REQUIRED WORK -> List the hospitals named in the Sézary Syndrome abstract below as the sites where eligible patients were identified, with the city given for each.

PASSAGE PROVIDED ->
== Segment start ==

14:00 - 16:12
Tre-O2
Chair/s:
Rudolf Stadler, Ramon M Pujol
Treatment efficacy for Sézary Syndrome: an international, multi-centre, comparative study of current systemic therapies
Oral presentation
Belinda A Campbell
(Department of Radiation Oncology, Peter MacCallum Cancer Centre, Melbourne | Sir Peter MacCallum Department of Oncology, University of Melbourne, Parkville | Department of Clinical Pathology, University of Melbourne, Parkville)

Background

Despite increasing availability of therapeutic agents, Sezary Syndrome (SS) remains associated with a generally poor prognosis. Typically, patients endure multi-line treatment, frequently with disappointingly short durations of clinical benefit. Time to next treatment (TTNT) measures the interval from the date of commencement of one therapy to the date of initiation of the next line of therapy, and provides a simple and reliable surrogate for duration of clinical benefit outside of clinical trials.(1) In this multi-centre collaborative study, we review the clinical outcomes of patients with SS/ mycosis fungoides (MF) with B1-2 blood involvement, and compare the treatment efficacy of the currently available systemic therapies using TTNT.

Methods

In this retrospective analysis, eligible patients were identified from University Hospital Birmingham, Birmingham, Peter MacCallum Cancer Centre, Melbourne, and Hôpital Saint Louis, Paris. Strict eligibility required biopsy-proven MF/SS, with B1-2 blood involvement, newly diagnosed during 1/1/2012-31/12/2020. Studied treatment groups include monotherapy and combination therapies of interferon, methotrexate, ECP, HDAC inhibitors, retinoids, monoclonal antibodies, biologicals, chemotherapy, allogeneic stem cell transplant, and best supportive care. The primary endpoint was TTNT, with the aim to compare the efficacy of these systemic therapies.

== Segment end ==

DATASET ENTRIES ->

== Segment start ==

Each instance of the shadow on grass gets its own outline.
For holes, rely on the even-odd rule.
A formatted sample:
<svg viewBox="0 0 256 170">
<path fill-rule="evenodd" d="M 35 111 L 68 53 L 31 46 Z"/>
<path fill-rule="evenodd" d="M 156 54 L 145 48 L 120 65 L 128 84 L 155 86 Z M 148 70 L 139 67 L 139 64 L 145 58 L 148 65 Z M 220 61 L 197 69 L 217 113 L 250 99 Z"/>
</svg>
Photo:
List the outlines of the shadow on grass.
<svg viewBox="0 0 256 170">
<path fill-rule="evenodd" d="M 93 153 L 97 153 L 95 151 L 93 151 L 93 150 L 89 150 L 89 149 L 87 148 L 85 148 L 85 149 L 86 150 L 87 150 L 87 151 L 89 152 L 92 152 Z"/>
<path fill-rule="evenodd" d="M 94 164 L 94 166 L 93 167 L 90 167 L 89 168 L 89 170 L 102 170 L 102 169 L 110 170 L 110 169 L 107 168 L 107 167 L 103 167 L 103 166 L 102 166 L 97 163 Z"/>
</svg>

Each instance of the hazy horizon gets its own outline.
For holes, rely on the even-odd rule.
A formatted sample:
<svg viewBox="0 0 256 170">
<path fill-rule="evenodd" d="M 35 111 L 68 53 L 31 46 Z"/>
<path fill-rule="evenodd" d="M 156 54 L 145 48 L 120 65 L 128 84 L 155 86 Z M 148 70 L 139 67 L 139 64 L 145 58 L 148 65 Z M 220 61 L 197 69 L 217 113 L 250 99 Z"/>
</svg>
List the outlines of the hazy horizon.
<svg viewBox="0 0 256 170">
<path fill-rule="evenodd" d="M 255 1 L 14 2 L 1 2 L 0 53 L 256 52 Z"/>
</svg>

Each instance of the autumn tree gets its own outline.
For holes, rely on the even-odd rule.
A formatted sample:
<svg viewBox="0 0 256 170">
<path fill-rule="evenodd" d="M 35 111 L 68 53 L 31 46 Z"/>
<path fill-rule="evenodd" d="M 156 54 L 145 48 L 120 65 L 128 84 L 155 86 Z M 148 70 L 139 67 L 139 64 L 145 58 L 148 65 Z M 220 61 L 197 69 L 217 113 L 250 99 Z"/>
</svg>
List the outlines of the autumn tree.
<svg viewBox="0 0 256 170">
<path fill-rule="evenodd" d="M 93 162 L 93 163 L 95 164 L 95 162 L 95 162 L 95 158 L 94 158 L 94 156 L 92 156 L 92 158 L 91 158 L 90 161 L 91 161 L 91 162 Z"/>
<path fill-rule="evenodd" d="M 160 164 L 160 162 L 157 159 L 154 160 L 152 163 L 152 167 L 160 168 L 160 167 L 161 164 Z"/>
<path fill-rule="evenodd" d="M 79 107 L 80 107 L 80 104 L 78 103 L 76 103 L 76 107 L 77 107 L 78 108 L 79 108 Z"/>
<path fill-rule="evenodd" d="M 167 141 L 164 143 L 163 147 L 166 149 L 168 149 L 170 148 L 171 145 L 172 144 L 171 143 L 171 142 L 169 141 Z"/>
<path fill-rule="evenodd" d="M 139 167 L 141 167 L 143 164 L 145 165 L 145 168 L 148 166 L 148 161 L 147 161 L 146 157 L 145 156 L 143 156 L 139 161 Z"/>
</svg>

== Segment end ==

ANSWER FOR THIS EXERCISE ->
- University Hospital Birmingham, Birmingham
- Peter MacCallum Cancer Centre, Melbourne
- Hôpital Saint Louis, Paris